As someone who prepares patent opinions and drafts patent applications, I find the following quotations to be right on point. You might enjoy them, too.
“The specification and claims of a patent, particularly if the invention be at all complicated, constitute one of the most difficult legal instruments to draw with accuracy; and, in view of the fact that valuable inventions are often placed in the hands of inexperienced persons to prepare such specifications and claims, it is no matter of surprise that the latter frequently fail to describe with requisite certainty the exact invention of the patentee.”
Topliff v. Topliff, 145 U.S. 156, 171 (1892).
“Claim drafting is itself an art, an art on which the entire patent system today depends. The language through which claims are expressed is not a nose of wax to be pushed and shoved into a form that pleases and that produces a particular result a court may desire. The public generally, and in particular, the patentees’ competitors, are entitled to clear and specific notice of what the inventor claims as his invention. That is not an easy assignment for those who draft claims, but the law requires it, and our duty demands that we enforce the requirement.”
Exxon Chem. Patents, Inc. v. Lubrizol Corp., 64 F.3d 1553, 1563 (Fed. Cir. 1995)(Plager, J. concurring).

☆ ☆ ☆ ☆ ☆

▸ **What this exercise asks**
[1] In the patent quotations, what is the public said to be entitled to?
[2] Rewrite the part of the patent quotations starting at "Topliff v. Topliff, 145" and ending at "1995)(Plager, J. concurring).", substituting "lump of clay" for "nose of wax".
[3] Proceed with the patent quotations from where they stop.
The records below are taken from a different source than the patent quotations.

Photo object-pointing records
☆ ☆ ☆ ☆ ☆

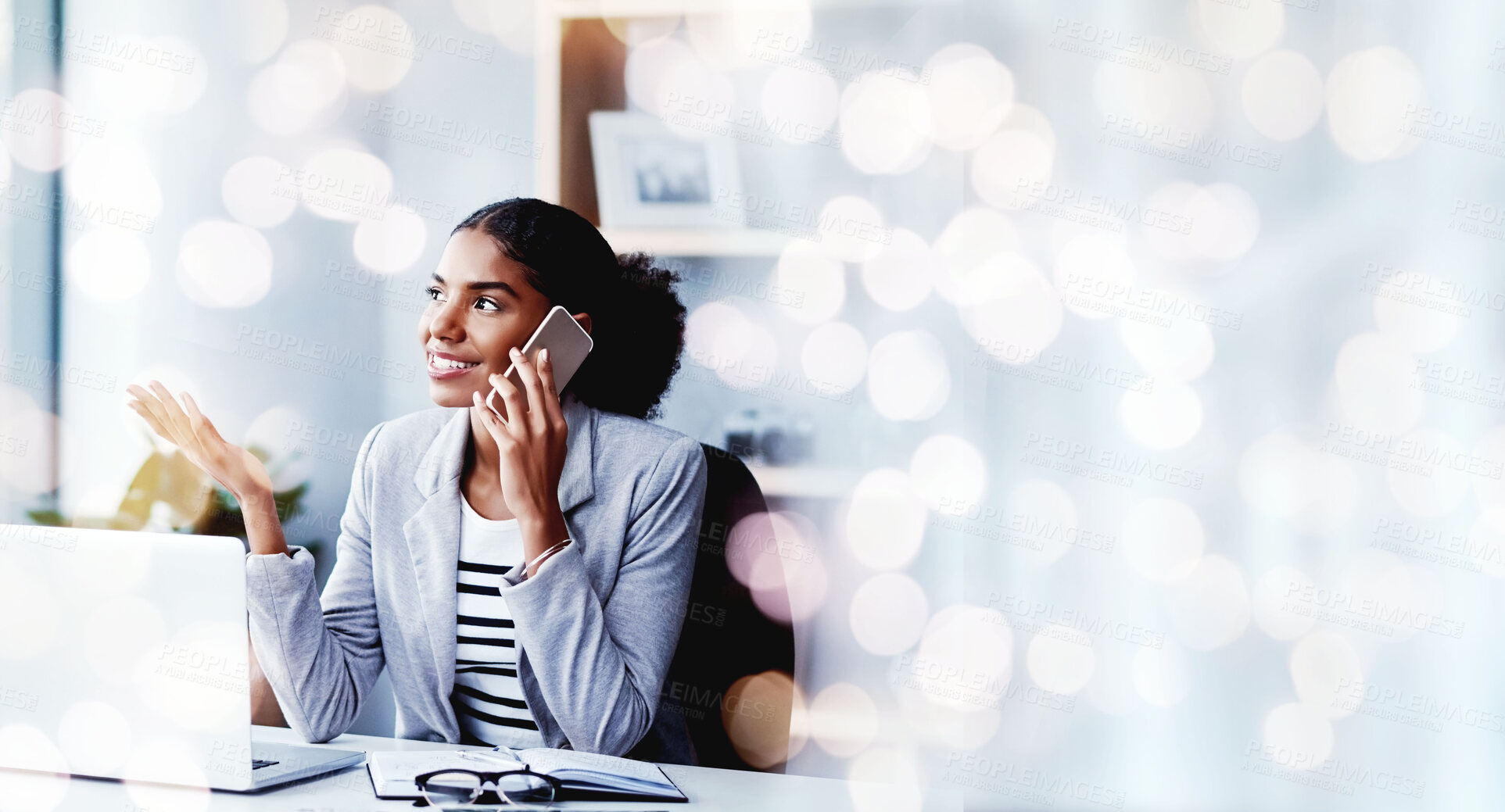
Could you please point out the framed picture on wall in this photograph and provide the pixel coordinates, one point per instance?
(652, 178)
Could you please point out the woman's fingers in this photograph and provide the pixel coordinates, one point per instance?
(512, 399)
(551, 397)
(159, 416)
(151, 420)
(494, 424)
(175, 413)
(530, 381)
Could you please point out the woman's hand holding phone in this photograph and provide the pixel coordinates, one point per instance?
(232, 467)
(532, 442)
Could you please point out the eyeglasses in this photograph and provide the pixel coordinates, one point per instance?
(464, 789)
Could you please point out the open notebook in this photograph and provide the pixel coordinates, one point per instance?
(584, 776)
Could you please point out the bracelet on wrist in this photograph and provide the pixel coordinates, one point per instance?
(542, 556)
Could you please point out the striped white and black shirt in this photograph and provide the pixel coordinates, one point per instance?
(488, 698)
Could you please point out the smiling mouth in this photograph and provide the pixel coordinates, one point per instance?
(446, 364)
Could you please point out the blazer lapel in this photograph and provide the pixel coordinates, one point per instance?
(434, 530)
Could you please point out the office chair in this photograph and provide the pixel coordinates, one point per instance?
(726, 636)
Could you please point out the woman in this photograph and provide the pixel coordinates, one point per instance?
(522, 578)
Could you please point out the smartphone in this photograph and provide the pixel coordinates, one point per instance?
(568, 346)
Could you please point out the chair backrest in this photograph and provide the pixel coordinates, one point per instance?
(726, 636)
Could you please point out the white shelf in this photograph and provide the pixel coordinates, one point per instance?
(699, 242)
(810, 481)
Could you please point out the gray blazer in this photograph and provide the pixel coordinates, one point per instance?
(597, 626)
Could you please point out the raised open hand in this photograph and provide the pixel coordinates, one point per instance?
(184, 426)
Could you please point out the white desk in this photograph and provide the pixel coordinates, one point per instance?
(349, 790)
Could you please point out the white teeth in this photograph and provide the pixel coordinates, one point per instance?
(446, 363)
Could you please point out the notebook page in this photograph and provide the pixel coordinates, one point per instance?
(548, 760)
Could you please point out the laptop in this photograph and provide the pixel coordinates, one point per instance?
(125, 656)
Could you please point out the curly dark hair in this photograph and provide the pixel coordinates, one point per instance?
(636, 317)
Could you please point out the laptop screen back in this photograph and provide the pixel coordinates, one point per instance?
(124, 654)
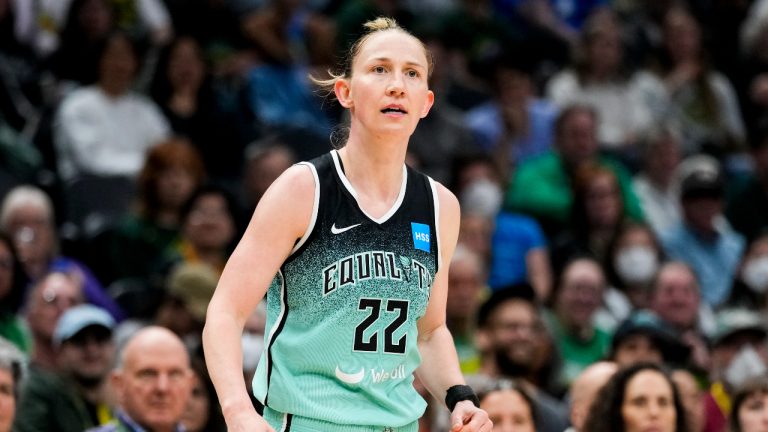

☆ ☆ ☆ ☆ ☆

▸ **Responses to the tasks**
[1] Clear and specific notice of what the inventor claims as his invention.

[2]
Topliff v. Topliff, 145 U.S. 156, 171 (1892).
“Claim drafting is itself an art, an art on which the entire patent system today depends. The language through which claims are expressed is not a lump of clay to be pushed and shoved into a form that pleases and that produces a particular result a court may desire. The public generally, and in particular, the patentees’ competitors, are entitled to clear and specific notice of what the inventor claims as his invention. That is not an easy assignment for those who draft claims, but the law requires it, and our duty demands that we enforce the requirement.”
Exxon Chem. Patents, Inc. v. Lubrizol Corp., 64 F.3d 1553, 1563 (Fed. Cir. 1995)(Plager, J. concurring).

[3]
“This court recognizes that such reasoning places a premium on forethought in patent drafting. Indeed this premium may lead to higher costs of patent prosecution. However, the alternative rule – allowing broad play for the doctrine of equivalents to encompass foreseeable variations, not just of a claim element, but of a patent claim – also leads to higher costs. . . .Given a choice of imposing the higher costs of careful [patent] prosecution on patentees, or imposing the costs of foreclosed business activity on the public at large, this court believes the costs are properly imposed on the group best positioned to determine whether or not a particular invention warrants investment at a higher level, that is, the patentees.”
Sage Prods., Inc. v. Devon Indus., Inc., 126 F.3d 1420, 1425-26 (Fed. Cir. 1997).
“These are ordinary, simple English words whose meaning is clear and unquestionable. . . . The dough is to be heated to the specified temperature. . . . Thus, in accord with our settled practice we construe the claim as written, not as the patentees wish they had written it. As written, the claim unambiguously requires that the dough be heated to a temperature range of 400°F to 850°F.”
Chef America, Inc. v. Lamb-Weston, Inc., 358 F.3d 1371, 1373-74 (Fed. Cir. 2004).
“If [the patentee], who was responsible for drafting and prosecuting the patent, intended something different, it could have prevented this result through clearer drafting. . . . It would not be appropriate for us now to interpret the claim differently just to cure a drafting error made by [the patentee]. That would unduly interfere with the function of claims in putting competitors on notice of the scope of the claimed invention.”
Hoganas AB v. Dresser Indus., Inc., 9 F.3d 948, 951 (Fed. Cir. 1993).
“At best, the patent and the prosecution history show that the inventors or their representatives who drafted the claims and prosecuted the patent left considerable confusion in the record about whether the claimed invention uses heading or bearing. However, it is not the province of the courts to salvage poorly – or incorrectly—drafted patent claims.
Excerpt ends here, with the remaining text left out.